* [WHAT IS BEING ASKED]
Extract every line below that contains the string "pole". Case matters.
==== RECORD SET
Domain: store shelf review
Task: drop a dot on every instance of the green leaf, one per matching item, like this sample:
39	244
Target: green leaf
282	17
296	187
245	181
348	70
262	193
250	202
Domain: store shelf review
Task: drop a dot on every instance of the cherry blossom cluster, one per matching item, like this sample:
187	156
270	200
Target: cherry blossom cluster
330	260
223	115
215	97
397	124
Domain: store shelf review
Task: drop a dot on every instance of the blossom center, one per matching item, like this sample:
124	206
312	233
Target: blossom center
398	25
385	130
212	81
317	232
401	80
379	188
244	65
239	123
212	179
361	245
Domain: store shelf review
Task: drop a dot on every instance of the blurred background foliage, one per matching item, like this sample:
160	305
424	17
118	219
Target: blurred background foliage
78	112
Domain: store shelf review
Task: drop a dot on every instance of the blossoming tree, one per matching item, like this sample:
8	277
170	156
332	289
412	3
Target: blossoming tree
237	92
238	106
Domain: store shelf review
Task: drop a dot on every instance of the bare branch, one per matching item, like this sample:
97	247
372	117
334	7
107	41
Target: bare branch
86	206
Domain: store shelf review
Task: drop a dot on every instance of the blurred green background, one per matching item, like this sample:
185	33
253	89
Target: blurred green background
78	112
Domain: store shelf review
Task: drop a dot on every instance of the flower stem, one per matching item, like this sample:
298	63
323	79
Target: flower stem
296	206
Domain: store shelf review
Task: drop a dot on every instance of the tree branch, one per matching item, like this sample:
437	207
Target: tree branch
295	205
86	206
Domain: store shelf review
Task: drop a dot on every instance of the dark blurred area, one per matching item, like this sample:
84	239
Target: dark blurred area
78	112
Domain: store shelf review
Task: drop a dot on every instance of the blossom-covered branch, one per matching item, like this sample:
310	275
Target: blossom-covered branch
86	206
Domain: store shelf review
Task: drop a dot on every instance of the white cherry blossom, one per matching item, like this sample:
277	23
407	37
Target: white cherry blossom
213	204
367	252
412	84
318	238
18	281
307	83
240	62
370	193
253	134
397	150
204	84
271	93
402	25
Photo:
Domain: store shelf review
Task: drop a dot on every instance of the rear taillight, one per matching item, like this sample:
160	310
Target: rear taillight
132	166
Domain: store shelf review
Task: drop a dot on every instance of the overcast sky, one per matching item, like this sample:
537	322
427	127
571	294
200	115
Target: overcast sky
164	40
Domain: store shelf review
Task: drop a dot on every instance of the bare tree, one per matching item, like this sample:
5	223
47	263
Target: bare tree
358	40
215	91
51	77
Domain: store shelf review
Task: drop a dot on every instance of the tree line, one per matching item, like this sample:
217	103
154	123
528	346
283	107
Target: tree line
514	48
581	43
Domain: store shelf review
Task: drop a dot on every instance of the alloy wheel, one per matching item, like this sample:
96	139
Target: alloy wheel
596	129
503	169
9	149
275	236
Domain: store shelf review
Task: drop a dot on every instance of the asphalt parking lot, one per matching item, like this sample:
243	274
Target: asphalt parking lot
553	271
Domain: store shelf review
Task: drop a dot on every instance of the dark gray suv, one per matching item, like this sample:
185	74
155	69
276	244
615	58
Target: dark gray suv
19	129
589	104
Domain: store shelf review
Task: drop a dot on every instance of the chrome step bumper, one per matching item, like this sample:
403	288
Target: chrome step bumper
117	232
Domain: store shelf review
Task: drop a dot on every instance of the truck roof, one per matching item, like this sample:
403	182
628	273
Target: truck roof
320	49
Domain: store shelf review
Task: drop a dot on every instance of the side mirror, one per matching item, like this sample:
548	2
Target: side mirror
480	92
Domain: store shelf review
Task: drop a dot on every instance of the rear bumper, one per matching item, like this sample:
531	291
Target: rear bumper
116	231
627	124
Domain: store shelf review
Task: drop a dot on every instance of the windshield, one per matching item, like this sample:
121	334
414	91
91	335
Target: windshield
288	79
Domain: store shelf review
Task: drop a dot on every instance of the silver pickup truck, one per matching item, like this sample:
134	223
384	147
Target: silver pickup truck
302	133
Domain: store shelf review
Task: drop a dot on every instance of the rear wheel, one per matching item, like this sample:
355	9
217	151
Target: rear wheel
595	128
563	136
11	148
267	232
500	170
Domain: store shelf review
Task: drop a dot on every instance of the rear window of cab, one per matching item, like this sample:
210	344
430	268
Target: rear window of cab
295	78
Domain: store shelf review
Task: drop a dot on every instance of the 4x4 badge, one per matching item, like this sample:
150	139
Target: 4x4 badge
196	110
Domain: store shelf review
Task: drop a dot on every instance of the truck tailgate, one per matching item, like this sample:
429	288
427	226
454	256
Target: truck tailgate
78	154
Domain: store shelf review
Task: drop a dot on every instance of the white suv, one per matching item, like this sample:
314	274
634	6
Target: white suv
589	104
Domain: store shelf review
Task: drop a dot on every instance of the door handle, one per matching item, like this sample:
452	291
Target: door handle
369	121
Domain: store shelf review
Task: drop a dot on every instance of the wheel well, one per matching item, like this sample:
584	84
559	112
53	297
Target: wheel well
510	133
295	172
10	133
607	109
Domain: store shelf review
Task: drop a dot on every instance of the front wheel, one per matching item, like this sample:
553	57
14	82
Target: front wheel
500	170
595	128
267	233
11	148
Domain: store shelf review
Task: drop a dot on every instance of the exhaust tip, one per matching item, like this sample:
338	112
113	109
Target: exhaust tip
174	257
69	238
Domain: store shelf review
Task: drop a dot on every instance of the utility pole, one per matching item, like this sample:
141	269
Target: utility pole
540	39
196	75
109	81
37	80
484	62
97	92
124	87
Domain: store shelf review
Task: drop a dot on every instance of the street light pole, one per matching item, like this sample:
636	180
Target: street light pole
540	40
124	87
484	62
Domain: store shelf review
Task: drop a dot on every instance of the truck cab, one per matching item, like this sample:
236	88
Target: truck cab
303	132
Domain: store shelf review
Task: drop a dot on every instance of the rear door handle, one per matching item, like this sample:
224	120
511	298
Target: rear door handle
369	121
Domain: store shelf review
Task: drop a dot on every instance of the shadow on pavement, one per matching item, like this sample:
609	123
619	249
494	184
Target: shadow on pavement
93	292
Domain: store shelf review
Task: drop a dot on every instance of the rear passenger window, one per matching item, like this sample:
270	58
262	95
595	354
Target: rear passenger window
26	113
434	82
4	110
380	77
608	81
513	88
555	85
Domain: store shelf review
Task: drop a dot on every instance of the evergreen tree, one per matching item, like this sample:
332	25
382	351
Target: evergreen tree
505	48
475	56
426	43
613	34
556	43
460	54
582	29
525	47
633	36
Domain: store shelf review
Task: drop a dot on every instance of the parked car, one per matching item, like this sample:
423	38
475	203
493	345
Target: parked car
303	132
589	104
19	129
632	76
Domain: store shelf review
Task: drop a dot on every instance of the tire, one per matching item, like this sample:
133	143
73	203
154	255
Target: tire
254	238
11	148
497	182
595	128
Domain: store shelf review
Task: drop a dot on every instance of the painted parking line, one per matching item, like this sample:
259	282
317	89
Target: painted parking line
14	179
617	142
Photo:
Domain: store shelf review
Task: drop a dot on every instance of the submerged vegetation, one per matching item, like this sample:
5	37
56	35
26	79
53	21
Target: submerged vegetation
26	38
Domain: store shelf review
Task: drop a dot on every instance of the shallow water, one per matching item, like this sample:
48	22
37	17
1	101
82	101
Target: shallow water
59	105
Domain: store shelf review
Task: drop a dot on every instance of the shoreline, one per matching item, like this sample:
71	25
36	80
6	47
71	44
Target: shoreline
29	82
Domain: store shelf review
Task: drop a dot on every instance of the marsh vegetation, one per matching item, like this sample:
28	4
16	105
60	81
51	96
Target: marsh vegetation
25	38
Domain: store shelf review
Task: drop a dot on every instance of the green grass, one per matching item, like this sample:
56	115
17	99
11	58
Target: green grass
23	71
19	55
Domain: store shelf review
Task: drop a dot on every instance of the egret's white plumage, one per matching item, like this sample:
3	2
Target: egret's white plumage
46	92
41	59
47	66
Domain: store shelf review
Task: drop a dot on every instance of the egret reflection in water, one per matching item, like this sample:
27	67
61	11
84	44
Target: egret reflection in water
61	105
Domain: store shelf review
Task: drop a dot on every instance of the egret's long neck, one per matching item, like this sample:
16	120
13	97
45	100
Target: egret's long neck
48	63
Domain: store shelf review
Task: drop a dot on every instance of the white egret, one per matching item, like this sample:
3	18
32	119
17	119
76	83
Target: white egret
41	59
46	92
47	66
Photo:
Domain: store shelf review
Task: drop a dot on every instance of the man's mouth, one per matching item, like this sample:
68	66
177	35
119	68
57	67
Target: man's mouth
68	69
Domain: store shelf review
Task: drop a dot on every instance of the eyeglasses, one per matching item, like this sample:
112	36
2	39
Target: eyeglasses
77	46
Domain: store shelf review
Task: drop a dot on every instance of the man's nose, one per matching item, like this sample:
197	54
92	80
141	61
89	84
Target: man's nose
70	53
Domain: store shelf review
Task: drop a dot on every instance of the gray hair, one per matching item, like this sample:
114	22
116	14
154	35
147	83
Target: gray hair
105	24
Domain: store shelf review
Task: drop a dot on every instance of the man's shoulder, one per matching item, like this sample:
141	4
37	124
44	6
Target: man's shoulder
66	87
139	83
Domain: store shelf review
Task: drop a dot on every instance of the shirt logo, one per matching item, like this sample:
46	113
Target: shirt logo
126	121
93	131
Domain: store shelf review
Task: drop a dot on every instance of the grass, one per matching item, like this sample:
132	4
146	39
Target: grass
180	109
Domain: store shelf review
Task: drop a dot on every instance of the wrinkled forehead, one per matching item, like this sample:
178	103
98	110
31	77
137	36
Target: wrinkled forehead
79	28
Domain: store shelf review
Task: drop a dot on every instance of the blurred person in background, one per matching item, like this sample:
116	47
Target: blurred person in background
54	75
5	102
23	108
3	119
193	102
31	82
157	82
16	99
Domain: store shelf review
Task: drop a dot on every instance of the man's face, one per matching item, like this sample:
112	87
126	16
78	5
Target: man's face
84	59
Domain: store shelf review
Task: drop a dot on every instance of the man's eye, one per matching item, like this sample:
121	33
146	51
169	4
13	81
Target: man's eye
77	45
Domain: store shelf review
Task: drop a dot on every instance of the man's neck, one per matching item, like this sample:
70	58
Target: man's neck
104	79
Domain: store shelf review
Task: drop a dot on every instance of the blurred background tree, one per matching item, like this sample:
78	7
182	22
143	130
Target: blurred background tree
========
==== RECORD SET
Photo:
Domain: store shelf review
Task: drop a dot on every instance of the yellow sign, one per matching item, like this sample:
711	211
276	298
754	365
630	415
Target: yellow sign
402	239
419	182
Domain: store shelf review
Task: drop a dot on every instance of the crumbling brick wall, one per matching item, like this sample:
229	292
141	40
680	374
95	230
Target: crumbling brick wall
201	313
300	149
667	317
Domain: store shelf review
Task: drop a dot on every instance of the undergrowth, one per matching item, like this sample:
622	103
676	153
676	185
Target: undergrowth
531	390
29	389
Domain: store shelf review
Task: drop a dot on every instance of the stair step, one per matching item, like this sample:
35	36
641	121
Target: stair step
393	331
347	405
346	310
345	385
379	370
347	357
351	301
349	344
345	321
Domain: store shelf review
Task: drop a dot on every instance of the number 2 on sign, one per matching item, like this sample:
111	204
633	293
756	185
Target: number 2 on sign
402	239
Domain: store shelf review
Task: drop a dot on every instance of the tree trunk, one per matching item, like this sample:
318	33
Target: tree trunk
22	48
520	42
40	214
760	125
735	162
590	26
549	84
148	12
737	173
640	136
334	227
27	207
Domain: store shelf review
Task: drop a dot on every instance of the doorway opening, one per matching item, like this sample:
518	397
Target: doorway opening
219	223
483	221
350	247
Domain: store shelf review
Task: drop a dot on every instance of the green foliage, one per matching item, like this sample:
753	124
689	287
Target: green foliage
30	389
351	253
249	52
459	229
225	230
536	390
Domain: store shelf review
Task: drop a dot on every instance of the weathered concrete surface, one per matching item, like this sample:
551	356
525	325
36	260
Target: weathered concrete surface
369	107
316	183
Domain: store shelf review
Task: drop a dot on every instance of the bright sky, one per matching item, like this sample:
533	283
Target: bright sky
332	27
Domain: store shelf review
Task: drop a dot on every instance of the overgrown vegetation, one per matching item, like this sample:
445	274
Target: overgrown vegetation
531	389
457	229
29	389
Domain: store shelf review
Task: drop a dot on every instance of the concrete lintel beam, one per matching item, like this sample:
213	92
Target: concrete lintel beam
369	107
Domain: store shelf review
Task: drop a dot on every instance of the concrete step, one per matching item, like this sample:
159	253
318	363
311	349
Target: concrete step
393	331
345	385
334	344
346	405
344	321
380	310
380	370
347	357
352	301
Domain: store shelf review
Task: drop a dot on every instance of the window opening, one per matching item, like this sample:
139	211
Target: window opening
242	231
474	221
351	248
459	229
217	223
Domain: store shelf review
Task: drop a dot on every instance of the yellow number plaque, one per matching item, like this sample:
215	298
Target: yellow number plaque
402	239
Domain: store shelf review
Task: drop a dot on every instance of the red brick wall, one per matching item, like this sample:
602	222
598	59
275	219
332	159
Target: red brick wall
========
* [TASK RESULT]
Task: drop a dot on every instance of the utility pole, one per matching item, like this sample:
Target: utility pole
Task: drop a dot on every instance of the street light pole, one per matching item, like this sample:
Target: street light pole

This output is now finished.